=== Records supplied ===
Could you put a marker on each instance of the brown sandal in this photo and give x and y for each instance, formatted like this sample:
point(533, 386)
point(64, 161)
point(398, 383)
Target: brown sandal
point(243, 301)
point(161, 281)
===
__Exercise directions__: Write out all records exactly, keeping every detail.

__The output__:
Could you put a marker on each instance of the brown sandal in this photo and give x and y for each instance, formatted like this sample:
point(533, 386)
point(64, 161)
point(398, 383)
Target: brown sandal
point(243, 301)
point(161, 281)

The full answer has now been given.